[BEGIN Given information]

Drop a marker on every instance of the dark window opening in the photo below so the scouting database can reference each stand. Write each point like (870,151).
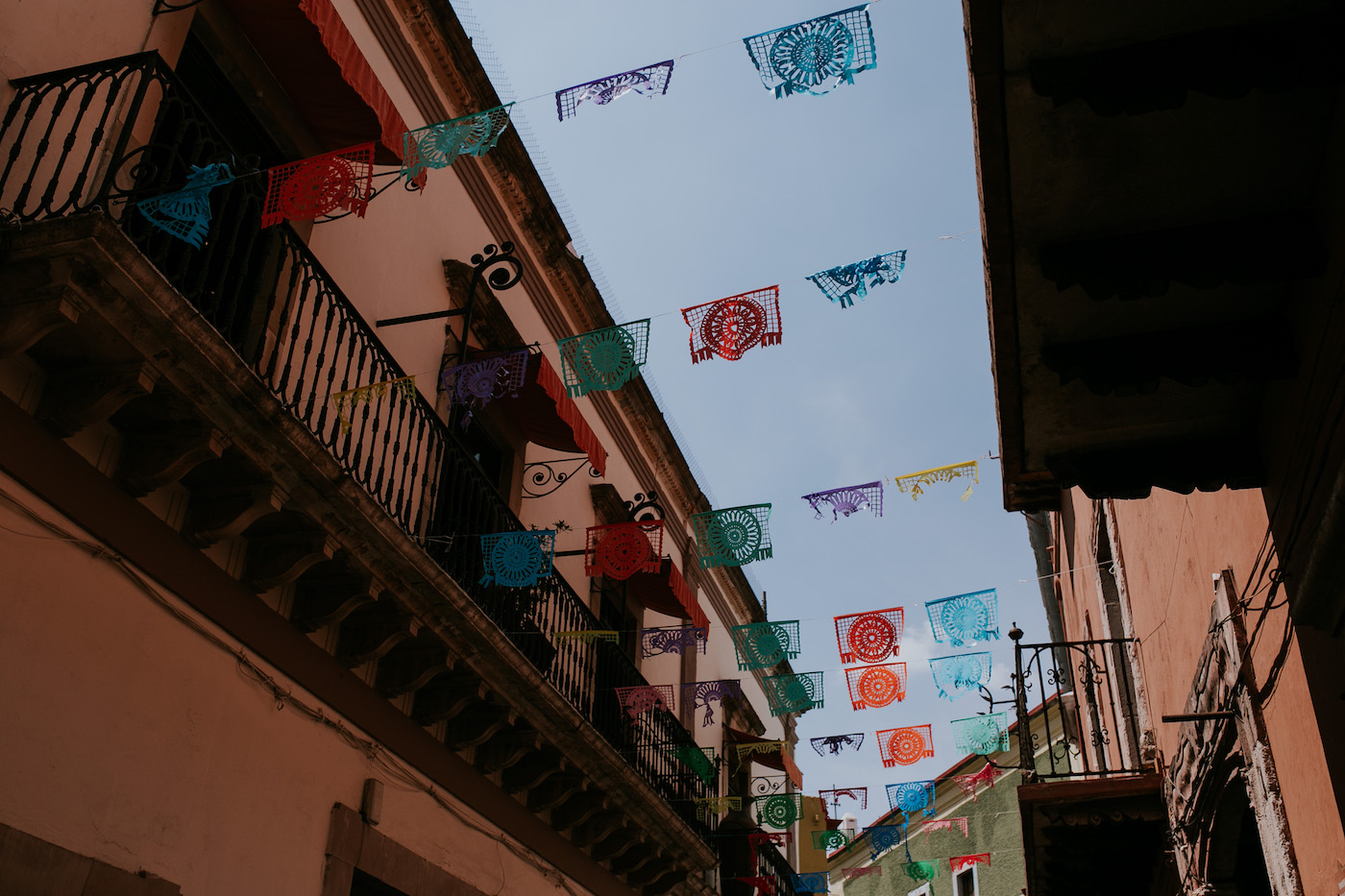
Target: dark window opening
(367,885)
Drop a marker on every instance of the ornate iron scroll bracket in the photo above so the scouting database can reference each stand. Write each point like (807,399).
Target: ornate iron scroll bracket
(501,269)
(645,506)
(544,476)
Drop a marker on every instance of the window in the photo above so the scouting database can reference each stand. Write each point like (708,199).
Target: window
(965,883)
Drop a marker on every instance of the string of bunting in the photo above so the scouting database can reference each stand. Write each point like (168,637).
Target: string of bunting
(810,883)
(870,637)
(588,635)
(970,784)
(961,673)
(645,698)
(876,687)
(604,359)
(837,742)
(847,499)
(965,618)
(945,824)
(793,693)
(982,735)
(829,839)
(674,640)
(779,811)
(846,873)
(905,745)
(915,483)
(912,797)
(766,644)
(703,693)
(884,837)
(518,559)
(349,399)
(857,794)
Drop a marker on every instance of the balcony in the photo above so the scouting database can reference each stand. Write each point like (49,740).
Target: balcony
(206,376)
(1091,795)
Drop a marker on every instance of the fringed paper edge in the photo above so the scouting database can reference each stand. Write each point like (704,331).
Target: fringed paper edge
(569,412)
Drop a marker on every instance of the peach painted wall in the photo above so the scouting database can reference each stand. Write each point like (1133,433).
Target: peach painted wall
(131,739)
(1167,549)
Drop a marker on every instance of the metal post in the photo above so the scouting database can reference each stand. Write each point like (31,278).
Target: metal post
(1025,758)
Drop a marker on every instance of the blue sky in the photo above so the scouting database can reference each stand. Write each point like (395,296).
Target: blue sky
(717,188)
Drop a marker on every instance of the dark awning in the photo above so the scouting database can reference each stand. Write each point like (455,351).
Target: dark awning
(316,62)
(547,416)
(777,759)
(666,593)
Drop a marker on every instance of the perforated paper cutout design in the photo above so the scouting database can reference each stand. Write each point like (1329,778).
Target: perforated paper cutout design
(884,837)
(518,559)
(760,747)
(915,483)
(733,537)
(681,640)
(959,674)
(959,862)
(857,794)
(764,644)
(912,797)
(981,735)
(836,742)
(729,327)
(619,550)
(702,693)
(604,359)
(479,382)
(347,400)
(965,619)
(970,784)
(876,685)
(905,745)
(830,839)
(649,81)
(810,883)
(846,500)
(439,144)
(796,693)
(870,637)
(847,282)
(319,186)
(699,761)
(779,811)
(816,56)
(185,213)
(645,698)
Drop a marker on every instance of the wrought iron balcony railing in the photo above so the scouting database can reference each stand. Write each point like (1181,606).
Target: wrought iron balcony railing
(94,138)
(1098,728)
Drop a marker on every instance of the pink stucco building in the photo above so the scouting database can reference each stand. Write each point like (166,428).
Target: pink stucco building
(249,642)
(1161,202)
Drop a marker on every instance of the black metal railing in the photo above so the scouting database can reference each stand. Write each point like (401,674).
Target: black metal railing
(101,136)
(1096,731)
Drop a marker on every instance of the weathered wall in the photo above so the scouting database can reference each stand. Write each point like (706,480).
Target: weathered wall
(132,739)
(1167,547)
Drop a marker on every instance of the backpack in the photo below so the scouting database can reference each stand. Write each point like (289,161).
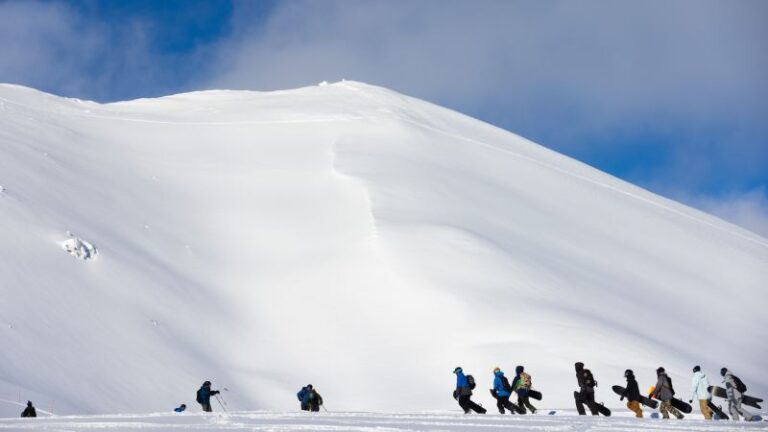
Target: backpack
(526,380)
(739,384)
(671,389)
(505,384)
(471,382)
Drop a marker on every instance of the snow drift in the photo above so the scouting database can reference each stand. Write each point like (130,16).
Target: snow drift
(347,236)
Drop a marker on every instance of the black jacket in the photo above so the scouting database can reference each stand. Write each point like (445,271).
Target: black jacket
(29,411)
(632,392)
(585,379)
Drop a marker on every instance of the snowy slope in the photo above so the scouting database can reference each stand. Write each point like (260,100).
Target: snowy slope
(363,422)
(348,236)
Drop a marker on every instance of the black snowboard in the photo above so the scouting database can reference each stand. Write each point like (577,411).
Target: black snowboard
(650,403)
(602,409)
(746,399)
(517,410)
(681,406)
(718,411)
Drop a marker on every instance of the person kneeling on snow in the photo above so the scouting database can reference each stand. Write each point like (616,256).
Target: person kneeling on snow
(204,396)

[END Given information]

▸ **Aim of the exercise**:
Rewrite the data from the line containing "Drop a marker on every instance of the snowy" through the end of the data, replacing "scouting database" with "survey catalog" and leaving everything else unchanged.

▸ **Full solution**:
Drop a marker on every instance of the snowy slope in the photo above so the survey catalog can reference each stand. Write each point like (260,100).
Target: snowy slope
(363,422)
(348,236)
Drop a marker on every instance of the black snowboard in the photo above so the survey catalog can reference each stand. Write each point like (577,411).
Target: black snowboard
(650,403)
(602,409)
(746,399)
(517,410)
(681,406)
(718,411)
Drop a marker on every instance of the person kneeling on snow in the photo above so the survey catalog can reference each stand. Write each point like (616,256).
Target: person kneeling on snow
(204,396)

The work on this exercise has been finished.